### Complete the following
a) Swap "tumbled" for "dropped" in the report on Asian markets, giving the stretch starting with "While investors welcomed" and going on through "into financial firms.".
b) Carry on the report on Asian stock markets from its last sentence.

### Passage

Tech giants including Samsung and Tencent sank in Asian trade on Tuesday, tracking a sell-off in their US rivals and dragging most regional markets lower.
While investors welcomed news that the US senate had finally passed controversial tax reforms, the deal must still be reconciled with a House bill, while the probe into alleged Russian meddling in last year's election continues to dog Donald Trump.
The Dow closed at a record high on Wall Street but the Nasdaq tumbled more than one percent as dealers shifted out of the tech sector, which has enjoyed a healthy rally through the year, and into financial firms.
"Renewed weakness in the tech sector weighed at the bell" in New York, said Stephen Innes, head of Asia-Pacific trading at OANDA.
"However, it's not as if the tech sector is under stress but rather some equities rotation remain in vogue as investors seek out opportunities in more tax reform sensitive stocks."
Samsung fell 0.4 percent, while Tencent sank 1.3 percent and Sharp lost 1.6 percent.
On broader markets Tokyo ended the morning session 0.4 percent lower, Hong Kong eased 0.2 percent, while Sydney and Shanghai each dipped 0.1 percent
Wellington, Taipei and Kuala Lumpur were also lower but Seoul, Singapore and Manila edged up.
May's Brexit woes
Shane Chanel, equities and derivatives adviser at ASR Wealth Advisers, also warned of the possibility of a key corporate tax cut delay as part of the Senate-House talks.

### Raw data

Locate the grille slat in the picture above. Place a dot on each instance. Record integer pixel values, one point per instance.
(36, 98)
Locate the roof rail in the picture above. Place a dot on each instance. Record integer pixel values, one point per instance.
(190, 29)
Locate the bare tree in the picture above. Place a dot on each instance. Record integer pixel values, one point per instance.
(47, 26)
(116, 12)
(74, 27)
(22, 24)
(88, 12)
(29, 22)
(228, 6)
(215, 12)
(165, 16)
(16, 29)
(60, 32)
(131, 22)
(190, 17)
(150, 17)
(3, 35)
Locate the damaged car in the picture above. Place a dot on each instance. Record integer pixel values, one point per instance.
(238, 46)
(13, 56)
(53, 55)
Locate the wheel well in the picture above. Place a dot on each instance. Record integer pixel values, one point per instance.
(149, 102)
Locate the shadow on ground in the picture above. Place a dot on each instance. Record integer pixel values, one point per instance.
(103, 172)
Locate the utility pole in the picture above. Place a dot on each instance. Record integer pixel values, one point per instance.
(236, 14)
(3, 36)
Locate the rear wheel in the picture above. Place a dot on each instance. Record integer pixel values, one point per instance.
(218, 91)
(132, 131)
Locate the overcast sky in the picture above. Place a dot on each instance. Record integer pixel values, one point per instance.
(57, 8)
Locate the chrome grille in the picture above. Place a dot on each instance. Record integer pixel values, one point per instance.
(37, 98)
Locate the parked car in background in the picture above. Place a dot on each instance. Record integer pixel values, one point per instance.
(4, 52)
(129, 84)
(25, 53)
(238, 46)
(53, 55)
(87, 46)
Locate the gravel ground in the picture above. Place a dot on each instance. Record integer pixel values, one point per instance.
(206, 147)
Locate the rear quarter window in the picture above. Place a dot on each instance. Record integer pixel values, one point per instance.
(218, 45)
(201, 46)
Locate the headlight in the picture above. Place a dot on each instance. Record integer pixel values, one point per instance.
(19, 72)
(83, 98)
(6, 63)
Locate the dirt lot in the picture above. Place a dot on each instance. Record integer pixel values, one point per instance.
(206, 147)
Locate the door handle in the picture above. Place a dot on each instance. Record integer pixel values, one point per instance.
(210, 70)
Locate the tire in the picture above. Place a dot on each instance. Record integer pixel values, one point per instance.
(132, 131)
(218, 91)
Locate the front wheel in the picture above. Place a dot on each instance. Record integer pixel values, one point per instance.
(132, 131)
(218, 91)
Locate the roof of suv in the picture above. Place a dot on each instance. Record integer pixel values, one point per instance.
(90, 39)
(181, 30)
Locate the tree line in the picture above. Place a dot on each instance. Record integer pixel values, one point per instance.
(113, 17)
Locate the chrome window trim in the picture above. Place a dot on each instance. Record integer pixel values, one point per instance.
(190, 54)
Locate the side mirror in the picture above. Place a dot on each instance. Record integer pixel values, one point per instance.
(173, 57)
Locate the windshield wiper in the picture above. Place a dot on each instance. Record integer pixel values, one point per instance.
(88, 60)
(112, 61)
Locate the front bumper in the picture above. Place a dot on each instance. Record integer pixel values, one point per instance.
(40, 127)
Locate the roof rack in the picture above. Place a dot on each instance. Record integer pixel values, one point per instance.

### Written answers
a)
While investors welcomed news that the US senate had finally passed controversial tax reforms, the deal must still be reconciled with a House bill, while the probe into alleged Russian meddling in last year's election continues to dog Donald Trump.
The Dow closed at a record high on Wall Street but the Nasdaq dropped more than one percent as dealers shifted out of the tech sector, which has enjoyed a healthy rally through the year, and into financial firms.

b)
"I still believe that the market is pricing in a lot of optimism and if lawmakers delay implementation of this policy to 2019, I would expect to see a correction accordingly," he said.
On currency markets the pound continued to struggle against the dollar after falling on news that Britain and European negotiators had failed to reach an agreement on Brexit.
Sterling had rallied on hopes British Prime Minister Theresa May was close to a divorce deal but the talks collapsed after the Democratic Unionist Party said it would not back her position on the future of the Northern Irish border.
The British unit sank from a high of $1.3539 to $1.3414 on the news before edging back slightly.
Investors are keeping a watch on events in Washington as political risk returns to the fore after Trump's former national security adviser Michael Flynn admitted lying to investigators probing Russia's possible involvement in the election.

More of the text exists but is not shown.